### Brief:
Count how many lines in the rows below contain the word "street". Reply with the number only.

### Entries provided:
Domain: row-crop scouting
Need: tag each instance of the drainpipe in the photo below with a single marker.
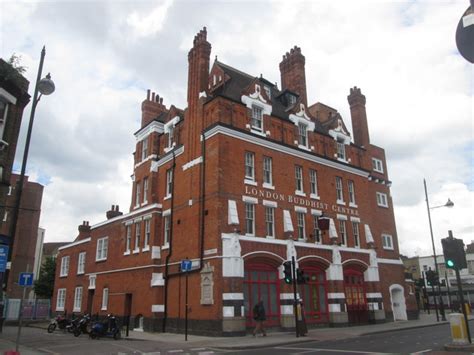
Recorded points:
(201, 228)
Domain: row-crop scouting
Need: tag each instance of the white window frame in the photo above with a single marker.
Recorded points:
(300, 225)
(169, 182)
(316, 230)
(356, 234)
(105, 299)
(313, 183)
(64, 266)
(270, 221)
(249, 166)
(267, 171)
(138, 191)
(138, 230)
(146, 240)
(377, 165)
(303, 134)
(351, 187)
(145, 190)
(81, 263)
(145, 148)
(102, 249)
(256, 121)
(342, 231)
(166, 230)
(339, 191)
(61, 299)
(77, 299)
(299, 179)
(341, 150)
(128, 238)
(249, 219)
(382, 199)
(387, 241)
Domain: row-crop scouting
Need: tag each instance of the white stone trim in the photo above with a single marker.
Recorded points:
(228, 311)
(233, 296)
(75, 243)
(249, 199)
(272, 204)
(283, 149)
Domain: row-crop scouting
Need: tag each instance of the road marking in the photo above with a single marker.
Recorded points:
(330, 350)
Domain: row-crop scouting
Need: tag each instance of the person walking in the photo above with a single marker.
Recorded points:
(259, 317)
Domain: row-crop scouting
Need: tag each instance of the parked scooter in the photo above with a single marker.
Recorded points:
(106, 328)
(81, 326)
(60, 322)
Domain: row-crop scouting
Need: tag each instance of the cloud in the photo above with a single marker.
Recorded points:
(104, 55)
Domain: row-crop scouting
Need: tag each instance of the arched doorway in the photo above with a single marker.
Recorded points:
(314, 295)
(356, 301)
(397, 299)
(261, 282)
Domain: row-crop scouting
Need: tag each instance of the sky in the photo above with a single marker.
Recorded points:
(104, 55)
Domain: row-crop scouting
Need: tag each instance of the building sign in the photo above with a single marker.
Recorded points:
(298, 200)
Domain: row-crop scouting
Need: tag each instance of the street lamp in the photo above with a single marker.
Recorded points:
(43, 86)
(448, 204)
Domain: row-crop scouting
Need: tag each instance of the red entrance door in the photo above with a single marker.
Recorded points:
(261, 282)
(354, 287)
(314, 294)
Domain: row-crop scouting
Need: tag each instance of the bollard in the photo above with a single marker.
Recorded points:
(458, 329)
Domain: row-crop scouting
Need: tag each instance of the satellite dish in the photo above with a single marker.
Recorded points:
(465, 35)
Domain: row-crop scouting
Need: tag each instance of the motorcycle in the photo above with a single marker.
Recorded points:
(81, 326)
(106, 328)
(60, 322)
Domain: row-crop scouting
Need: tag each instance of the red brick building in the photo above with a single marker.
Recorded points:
(238, 182)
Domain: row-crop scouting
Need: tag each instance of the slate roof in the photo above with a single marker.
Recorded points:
(232, 89)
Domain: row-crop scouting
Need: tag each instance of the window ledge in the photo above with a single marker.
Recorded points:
(250, 182)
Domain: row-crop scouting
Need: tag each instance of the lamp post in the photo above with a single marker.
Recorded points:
(449, 203)
(43, 86)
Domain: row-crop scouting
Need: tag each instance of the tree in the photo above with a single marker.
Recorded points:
(44, 286)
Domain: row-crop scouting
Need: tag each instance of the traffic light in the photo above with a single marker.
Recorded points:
(432, 278)
(454, 254)
(301, 278)
(287, 272)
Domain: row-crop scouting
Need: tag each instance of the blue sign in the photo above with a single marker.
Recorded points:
(3, 257)
(26, 279)
(186, 265)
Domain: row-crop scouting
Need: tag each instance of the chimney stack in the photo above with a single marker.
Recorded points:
(84, 230)
(113, 212)
(293, 75)
(152, 106)
(360, 127)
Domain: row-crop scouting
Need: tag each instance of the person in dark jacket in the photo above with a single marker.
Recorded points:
(259, 317)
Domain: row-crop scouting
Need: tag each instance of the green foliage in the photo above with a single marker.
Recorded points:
(44, 286)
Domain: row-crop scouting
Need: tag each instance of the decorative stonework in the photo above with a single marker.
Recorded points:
(207, 284)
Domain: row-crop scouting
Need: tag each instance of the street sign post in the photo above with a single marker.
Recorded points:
(186, 266)
(3, 257)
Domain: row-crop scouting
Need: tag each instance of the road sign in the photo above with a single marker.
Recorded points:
(186, 265)
(25, 279)
(3, 257)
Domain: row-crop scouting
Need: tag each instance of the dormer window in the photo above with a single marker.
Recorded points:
(341, 150)
(302, 134)
(257, 118)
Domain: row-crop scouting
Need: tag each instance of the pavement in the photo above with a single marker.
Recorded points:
(275, 338)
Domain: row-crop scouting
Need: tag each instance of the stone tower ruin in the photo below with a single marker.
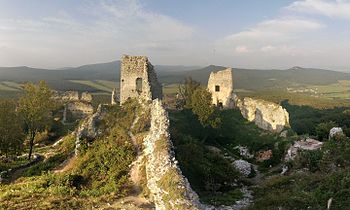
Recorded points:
(138, 79)
(220, 85)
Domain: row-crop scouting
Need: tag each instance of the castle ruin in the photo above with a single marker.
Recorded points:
(138, 79)
(220, 85)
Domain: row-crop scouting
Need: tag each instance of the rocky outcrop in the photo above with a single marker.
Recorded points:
(307, 144)
(266, 115)
(220, 85)
(114, 98)
(169, 189)
(244, 167)
(335, 132)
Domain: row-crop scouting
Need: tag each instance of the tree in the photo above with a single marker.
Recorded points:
(36, 110)
(202, 106)
(322, 130)
(11, 134)
(186, 91)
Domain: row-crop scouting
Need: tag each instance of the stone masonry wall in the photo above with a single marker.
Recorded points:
(224, 81)
(169, 189)
(266, 115)
(138, 67)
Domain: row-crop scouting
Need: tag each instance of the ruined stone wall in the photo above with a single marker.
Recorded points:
(75, 105)
(220, 85)
(266, 115)
(132, 69)
(169, 189)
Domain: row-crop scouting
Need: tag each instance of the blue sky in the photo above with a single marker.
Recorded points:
(237, 33)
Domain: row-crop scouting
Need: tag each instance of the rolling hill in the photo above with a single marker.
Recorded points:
(250, 79)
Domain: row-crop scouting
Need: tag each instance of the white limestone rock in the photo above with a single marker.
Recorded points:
(308, 144)
(243, 167)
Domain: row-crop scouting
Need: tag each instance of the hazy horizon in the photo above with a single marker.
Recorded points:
(259, 35)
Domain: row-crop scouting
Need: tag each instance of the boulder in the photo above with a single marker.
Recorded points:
(243, 167)
(264, 155)
(308, 144)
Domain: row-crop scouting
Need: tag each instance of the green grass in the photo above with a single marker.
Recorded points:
(100, 174)
(170, 89)
(101, 85)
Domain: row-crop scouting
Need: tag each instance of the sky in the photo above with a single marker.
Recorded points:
(263, 34)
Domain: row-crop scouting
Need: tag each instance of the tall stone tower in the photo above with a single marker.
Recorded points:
(138, 79)
(220, 85)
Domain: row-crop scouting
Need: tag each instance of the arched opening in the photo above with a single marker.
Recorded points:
(139, 85)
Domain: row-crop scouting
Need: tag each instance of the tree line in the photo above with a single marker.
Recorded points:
(22, 120)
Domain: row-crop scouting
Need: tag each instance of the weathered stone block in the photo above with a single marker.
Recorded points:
(138, 79)
(220, 85)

### Correct answer:
2